Sneinton Community Festival is a free family festival, this year taking place from the 6 to 14 July, for the people of Sneinton and beyond. This year’s theme ‘There’s no place like home’ celebrates the diversity, different cultures and ways of being in the area. Organiser Kathryn Cooper takes a look at the history of the festival and what is coming up this year.
I didn’t mean to be organising Sneinton Community Festival 2024, but then I never really intended to live in Sneinton for so long and yet somehow the place, and the festival, have claimed me… and my little dog too!
This year is a special one as the festival is officially forty years old, but it is probably a lot older - there are references to events in 1775 that happened ‘at the time of Sneinton Feast Day’ held on 4 August on Sneinton Common. "The village itself is rural, at present in some measure romantic; has a number of pleasant villas and cottages, and has long been famous for a race of dairy people, who make a very pleasant kind of soft summer cheese’ John Britton wrote several years later in The Beauties of England and Wales (1808).
Nowadays Sneinton is a little bit different, no less interesting - not as many dairy people perhaps. In the 1980s Sneinton still had its common (until it was built on in 1988), and that is where the annual festival was held - a May Day Festival with a traditional May queen picked from the local school children, it included a sports day, a pet dog show and I’m told that David Lloyd, the Trent FM DJ, was the compère - who is also the voice that tells you which is the next stop on NCT buses!

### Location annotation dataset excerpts

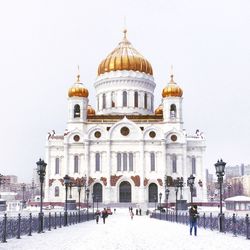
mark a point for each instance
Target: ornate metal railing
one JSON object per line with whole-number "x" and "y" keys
{"x": 230, "y": 224}
{"x": 15, "y": 227}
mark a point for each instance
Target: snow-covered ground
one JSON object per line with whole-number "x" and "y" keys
{"x": 122, "y": 233}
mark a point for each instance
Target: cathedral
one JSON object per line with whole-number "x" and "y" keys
{"x": 124, "y": 150}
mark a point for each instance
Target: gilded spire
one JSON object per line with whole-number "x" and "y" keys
{"x": 78, "y": 75}
{"x": 125, "y": 33}
{"x": 172, "y": 74}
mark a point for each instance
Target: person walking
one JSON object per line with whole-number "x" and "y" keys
{"x": 104, "y": 215}
{"x": 97, "y": 215}
{"x": 193, "y": 216}
{"x": 132, "y": 214}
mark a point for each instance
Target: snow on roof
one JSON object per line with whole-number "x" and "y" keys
{"x": 238, "y": 198}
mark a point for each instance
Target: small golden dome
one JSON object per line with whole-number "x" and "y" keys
{"x": 90, "y": 111}
{"x": 125, "y": 57}
{"x": 159, "y": 110}
{"x": 172, "y": 89}
{"x": 78, "y": 89}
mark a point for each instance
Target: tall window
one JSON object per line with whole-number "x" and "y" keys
{"x": 172, "y": 111}
{"x": 152, "y": 161}
{"x": 56, "y": 191}
{"x": 57, "y": 166}
{"x": 124, "y": 161}
{"x": 136, "y": 99}
{"x": 145, "y": 101}
{"x": 76, "y": 163}
{"x": 152, "y": 102}
{"x": 77, "y": 112}
{"x": 125, "y": 99}
{"x": 112, "y": 99}
{"x": 103, "y": 101}
{"x": 119, "y": 162}
{"x": 193, "y": 165}
{"x": 130, "y": 158}
{"x": 174, "y": 164}
{"x": 97, "y": 162}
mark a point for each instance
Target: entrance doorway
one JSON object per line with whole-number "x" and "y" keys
{"x": 125, "y": 192}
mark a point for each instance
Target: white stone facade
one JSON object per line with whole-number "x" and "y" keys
{"x": 124, "y": 152}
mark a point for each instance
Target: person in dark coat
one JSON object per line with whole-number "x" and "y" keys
{"x": 193, "y": 216}
{"x": 97, "y": 215}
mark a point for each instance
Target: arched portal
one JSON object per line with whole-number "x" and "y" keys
{"x": 97, "y": 191}
{"x": 125, "y": 192}
{"x": 152, "y": 193}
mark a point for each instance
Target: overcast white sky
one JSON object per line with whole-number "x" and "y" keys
{"x": 42, "y": 42}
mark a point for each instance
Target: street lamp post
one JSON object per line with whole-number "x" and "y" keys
{"x": 220, "y": 171}
{"x": 23, "y": 186}
{"x": 180, "y": 185}
{"x": 190, "y": 182}
{"x": 87, "y": 193}
{"x": 66, "y": 179}
{"x": 93, "y": 200}
{"x": 41, "y": 171}
{"x": 167, "y": 194}
{"x": 160, "y": 195}
{"x": 97, "y": 203}
{"x": 79, "y": 189}
{"x": 176, "y": 207}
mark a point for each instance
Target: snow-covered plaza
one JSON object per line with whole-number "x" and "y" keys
{"x": 121, "y": 233}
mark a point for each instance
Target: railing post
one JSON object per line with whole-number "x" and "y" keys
{"x": 211, "y": 221}
{"x": 247, "y": 227}
{"x": 60, "y": 221}
{"x": 204, "y": 220}
{"x": 30, "y": 225}
{"x": 18, "y": 226}
{"x": 49, "y": 222}
{"x": 55, "y": 221}
{"x": 234, "y": 224}
{"x": 4, "y": 229}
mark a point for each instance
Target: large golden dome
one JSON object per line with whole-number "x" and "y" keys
{"x": 125, "y": 57}
{"x": 172, "y": 89}
{"x": 78, "y": 89}
{"x": 90, "y": 111}
{"x": 159, "y": 110}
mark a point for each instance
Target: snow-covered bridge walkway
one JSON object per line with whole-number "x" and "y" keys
{"x": 122, "y": 233}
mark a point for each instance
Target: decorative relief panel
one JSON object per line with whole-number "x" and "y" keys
{"x": 136, "y": 180}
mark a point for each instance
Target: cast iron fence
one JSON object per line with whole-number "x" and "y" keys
{"x": 230, "y": 224}
{"x": 15, "y": 227}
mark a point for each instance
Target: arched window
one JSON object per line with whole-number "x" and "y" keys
{"x": 97, "y": 162}
{"x": 152, "y": 193}
{"x": 124, "y": 161}
{"x": 193, "y": 165}
{"x": 56, "y": 191}
{"x": 152, "y": 161}
{"x": 103, "y": 101}
{"x": 125, "y": 99}
{"x": 172, "y": 111}
{"x": 57, "y": 166}
{"x": 136, "y": 99}
{"x": 112, "y": 99}
{"x": 174, "y": 164}
{"x": 97, "y": 191}
{"x": 77, "y": 112}
{"x": 119, "y": 162}
{"x": 76, "y": 163}
{"x": 145, "y": 101}
{"x": 152, "y": 102}
{"x": 130, "y": 158}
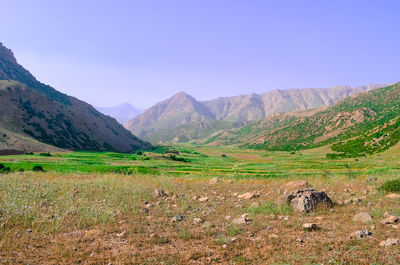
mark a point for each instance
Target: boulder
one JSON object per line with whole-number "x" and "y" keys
{"x": 214, "y": 181}
{"x": 310, "y": 227}
{"x": 363, "y": 217}
{"x": 389, "y": 242}
{"x": 249, "y": 195}
{"x": 308, "y": 200}
{"x": 393, "y": 196}
{"x": 243, "y": 219}
{"x": 360, "y": 234}
{"x": 390, "y": 220}
{"x": 158, "y": 193}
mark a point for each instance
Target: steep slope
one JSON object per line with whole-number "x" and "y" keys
{"x": 122, "y": 113}
{"x": 30, "y": 108}
{"x": 176, "y": 119}
{"x": 362, "y": 124}
{"x": 182, "y": 118}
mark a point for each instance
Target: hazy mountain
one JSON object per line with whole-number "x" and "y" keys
{"x": 362, "y": 124}
{"x": 122, "y": 113}
{"x": 183, "y": 118}
{"x": 29, "y": 108}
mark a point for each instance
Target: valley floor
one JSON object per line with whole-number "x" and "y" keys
{"x": 102, "y": 208}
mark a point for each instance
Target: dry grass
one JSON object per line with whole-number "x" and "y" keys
{"x": 59, "y": 219}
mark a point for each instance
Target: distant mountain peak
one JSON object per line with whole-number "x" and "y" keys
{"x": 6, "y": 54}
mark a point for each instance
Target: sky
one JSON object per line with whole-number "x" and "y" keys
{"x": 108, "y": 52}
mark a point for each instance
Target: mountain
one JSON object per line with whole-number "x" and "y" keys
{"x": 182, "y": 118}
{"x": 363, "y": 124}
{"x": 122, "y": 113}
{"x": 34, "y": 115}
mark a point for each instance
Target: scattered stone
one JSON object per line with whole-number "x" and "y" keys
{"x": 214, "y": 181}
{"x": 393, "y": 196}
{"x": 242, "y": 219}
{"x": 203, "y": 199}
{"x": 275, "y": 236}
{"x": 295, "y": 185}
{"x": 389, "y": 242}
{"x": 363, "y": 217}
{"x": 158, "y": 193}
{"x": 249, "y": 195}
{"x": 177, "y": 218}
{"x": 197, "y": 221}
{"x": 255, "y": 204}
{"x": 308, "y": 200}
{"x": 207, "y": 224}
{"x": 360, "y": 234}
{"x": 310, "y": 227}
{"x": 390, "y": 220}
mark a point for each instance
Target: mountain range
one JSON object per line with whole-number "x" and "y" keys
{"x": 36, "y": 117}
{"x": 359, "y": 125}
{"x": 122, "y": 113}
{"x": 182, "y": 118}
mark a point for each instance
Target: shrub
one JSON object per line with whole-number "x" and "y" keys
{"x": 38, "y": 169}
{"x": 391, "y": 186}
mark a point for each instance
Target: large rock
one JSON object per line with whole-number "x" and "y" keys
{"x": 363, "y": 217}
{"x": 249, "y": 195}
{"x": 308, "y": 200}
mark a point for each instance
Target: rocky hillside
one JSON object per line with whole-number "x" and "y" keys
{"x": 359, "y": 125}
{"x": 183, "y": 118}
{"x": 122, "y": 113}
{"x": 36, "y": 112}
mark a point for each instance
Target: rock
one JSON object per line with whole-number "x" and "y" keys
{"x": 310, "y": 227}
{"x": 255, "y": 204}
{"x": 308, "y": 200}
{"x": 158, "y": 193}
{"x": 390, "y": 220}
{"x": 197, "y": 221}
{"x": 203, "y": 199}
{"x": 275, "y": 236}
{"x": 249, "y": 195}
{"x": 177, "y": 218}
{"x": 242, "y": 219}
{"x": 207, "y": 225}
{"x": 389, "y": 242}
{"x": 363, "y": 217}
{"x": 295, "y": 185}
{"x": 393, "y": 196}
{"x": 213, "y": 181}
{"x": 360, "y": 234}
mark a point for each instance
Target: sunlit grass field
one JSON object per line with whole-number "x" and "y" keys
{"x": 96, "y": 208}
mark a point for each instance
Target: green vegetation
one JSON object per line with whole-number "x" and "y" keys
{"x": 391, "y": 186}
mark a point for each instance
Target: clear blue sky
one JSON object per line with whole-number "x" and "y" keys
{"x": 111, "y": 51}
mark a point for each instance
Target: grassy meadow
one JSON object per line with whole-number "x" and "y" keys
{"x": 99, "y": 208}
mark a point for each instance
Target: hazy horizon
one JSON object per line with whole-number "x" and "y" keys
{"x": 107, "y": 53}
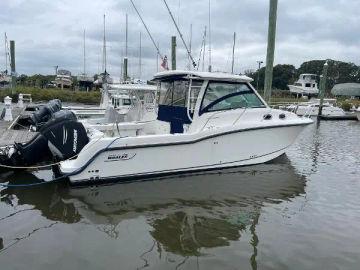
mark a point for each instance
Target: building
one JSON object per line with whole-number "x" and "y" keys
{"x": 346, "y": 89}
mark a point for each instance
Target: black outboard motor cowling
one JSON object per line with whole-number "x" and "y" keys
{"x": 60, "y": 138}
{"x": 41, "y": 115}
{"x": 45, "y": 113}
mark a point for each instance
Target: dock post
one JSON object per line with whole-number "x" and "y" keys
{"x": 12, "y": 66}
{"x": 8, "y": 114}
{"x": 21, "y": 101}
{"x": 270, "y": 50}
{"x": 173, "y": 52}
{"x": 322, "y": 87}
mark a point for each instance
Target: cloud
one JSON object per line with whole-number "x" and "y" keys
{"x": 49, "y": 33}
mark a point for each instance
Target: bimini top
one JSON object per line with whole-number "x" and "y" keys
{"x": 219, "y": 76}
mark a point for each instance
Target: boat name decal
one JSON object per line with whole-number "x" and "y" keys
{"x": 122, "y": 156}
{"x": 75, "y": 141}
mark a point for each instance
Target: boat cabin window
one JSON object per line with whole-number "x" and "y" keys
{"x": 175, "y": 92}
{"x": 227, "y": 96}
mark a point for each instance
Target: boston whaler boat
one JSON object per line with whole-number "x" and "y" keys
{"x": 204, "y": 121}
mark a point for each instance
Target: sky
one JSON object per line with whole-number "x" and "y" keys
{"x": 50, "y": 33}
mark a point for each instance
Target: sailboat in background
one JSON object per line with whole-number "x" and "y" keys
{"x": 5, "y": 78}
{"x": 104, "y": 77}
{"x": 85, "y": 82}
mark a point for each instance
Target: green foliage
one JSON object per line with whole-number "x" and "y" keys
{"x": 65, "y": 95}
{"x": 338, "y": 72}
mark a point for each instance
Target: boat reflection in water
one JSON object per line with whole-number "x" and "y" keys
{"x": 187, "y": 214}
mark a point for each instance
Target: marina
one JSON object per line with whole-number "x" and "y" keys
{"x": 305, "y": 205}
{"x": 186, "y": 140}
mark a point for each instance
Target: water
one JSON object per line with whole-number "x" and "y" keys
{"x": 301, "y": 211}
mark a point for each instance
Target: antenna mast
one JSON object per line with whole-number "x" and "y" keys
{"x": 209, "y": 38}
{"x": 203, "y": 67}
{"x": 181, "y": 36}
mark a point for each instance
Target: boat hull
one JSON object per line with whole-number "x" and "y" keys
{"x": 358, "y": 114}
{"x": 236, "y": 148}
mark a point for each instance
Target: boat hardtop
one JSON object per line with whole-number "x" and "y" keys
{"x": 221, "y": 76}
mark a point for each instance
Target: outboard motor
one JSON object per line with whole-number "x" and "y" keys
{"x": 60, "y": 138}
{"x": 42, "y": 115}
{"x": 45, "y": 113}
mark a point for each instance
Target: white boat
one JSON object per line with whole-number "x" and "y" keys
{"x": 358, "y": 113}
{"x": 306, "y": 85}
{"x": 311, "y": 108}
{"x": 246, "y": 188}
{"x": 204, "y": 121}
{"x": 127, "y": 100}
{"x": 5, "y": 79}
{"x": 63, "y": 79}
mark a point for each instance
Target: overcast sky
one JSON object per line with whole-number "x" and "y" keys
{"x": 49, "y": 33}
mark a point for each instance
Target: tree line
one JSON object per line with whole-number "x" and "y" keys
{"x": 284, "y": 74}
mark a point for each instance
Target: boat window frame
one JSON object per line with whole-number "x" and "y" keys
{"x": 205, "y": 109}
{"x": 185, "y": 93}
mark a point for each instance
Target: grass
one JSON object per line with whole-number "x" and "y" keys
{"x": 38, "y": 94}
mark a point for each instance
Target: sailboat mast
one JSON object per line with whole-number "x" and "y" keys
{"x": 203, "y": 64}
{"x": 209, "y": 37}
{"x": 140, "y": 56}
{"x": 232, "y": 62}
{"x": 84, "y": 55}
{"x": 126, "y": 35}
{"x": 104, "y": 49}
{"x": 5, "y": 47}
{"x": 190, "y": 45}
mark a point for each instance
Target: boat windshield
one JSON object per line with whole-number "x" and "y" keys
{"x": 221, "y": 96}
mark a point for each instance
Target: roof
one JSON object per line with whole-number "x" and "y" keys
{"x": 136, "y": 87}
{"x": 308, "y": 74}
{"x": 203, "y": 75}
{"x": 346, "y": 89}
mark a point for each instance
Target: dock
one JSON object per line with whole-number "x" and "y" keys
{"x": 351, "y": 117}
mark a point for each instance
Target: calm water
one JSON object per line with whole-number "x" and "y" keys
{"x": 302, "y": 211}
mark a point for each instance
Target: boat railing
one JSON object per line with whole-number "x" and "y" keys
{"x": 308, "y": 111}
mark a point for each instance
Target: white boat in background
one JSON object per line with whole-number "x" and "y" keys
{"x": 63, "y": 79}
{"x": 204, "y": 121}
{"x": 306, "y": 85}
{"x": 358, "y": 113}
{"x": 311, "y": 108}
{"x": 5, "y": 79}
{"x": 130, "y": 101}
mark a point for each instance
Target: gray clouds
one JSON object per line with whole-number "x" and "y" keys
{"x": 49, "y": 33}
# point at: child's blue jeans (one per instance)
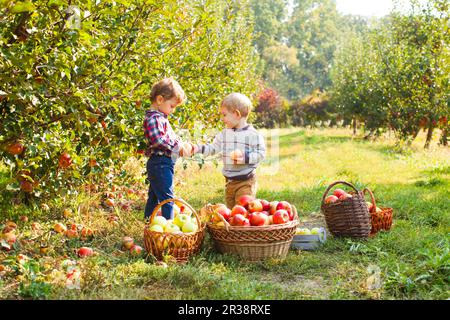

### TASKS AND EXERCISES
1. Return each line of the entries that contains the string "post", treating case as significant.
2. Continue the Sneinton Community Festival article from its last sentence.

### RESPONSES PER TASK
1.
Target: street lamp post
Target: railing post
Target: dock post

2.
It turns out it is not that easy organising a community festival with a parade. From 1994 to 2008, D.A. Orli was involved in running the festival - initially as an arts festival. Every year the festival had a theme. ‘Planet Sneinton’ in 1998 gained funding from the East Midlands Star Trek Society. ‘Once upon a time in Sneinton’ in 2001 was supported by the Robin Hood Society. D.A.Orli sent me a fascinating account of these years. It strikes me how inventive they were.
Sneinton has become home to so many different kinds of people - many refugees, asylum seekers and diaspora - so this year’s theme ‘There’s no place like home’ is a celebratory reference to the multicultural population now living in the area.
Sneinton was home to a prisoner of war camp in World War II, after the war many of the Italian prisoners stayed in Sneinton and were joined by other Italians. Roma peoples suffer persecution in many parts of Europe and the UK, but have found Sneinton a tolerant home. I’m also told that Sneinton was ‘the gay village’ in the 1980s. Years on, these things are all worth celebrating, also to acknowledge the many homes and cultures that we have left behind.
Moon Cavanagh from the SEND Project helped to run the festival through the 2010s. He recalls one of his favourite festival moments: “We had nearly 100 Sneintonites of all ages, shapes and sizes doing Kundalini yoga together. If you’ve never seen it, it’s more like a dance workout than yoga. Amazing.” David Jones, another organiser, gets a misty look in his eye when he talks about his first festival meeting. “Someone suggested that we turf the road and everyone agreed, and I thought, this is the community for me.” He also notes the importance of the community street parade: “For one day you are more important than the cars!”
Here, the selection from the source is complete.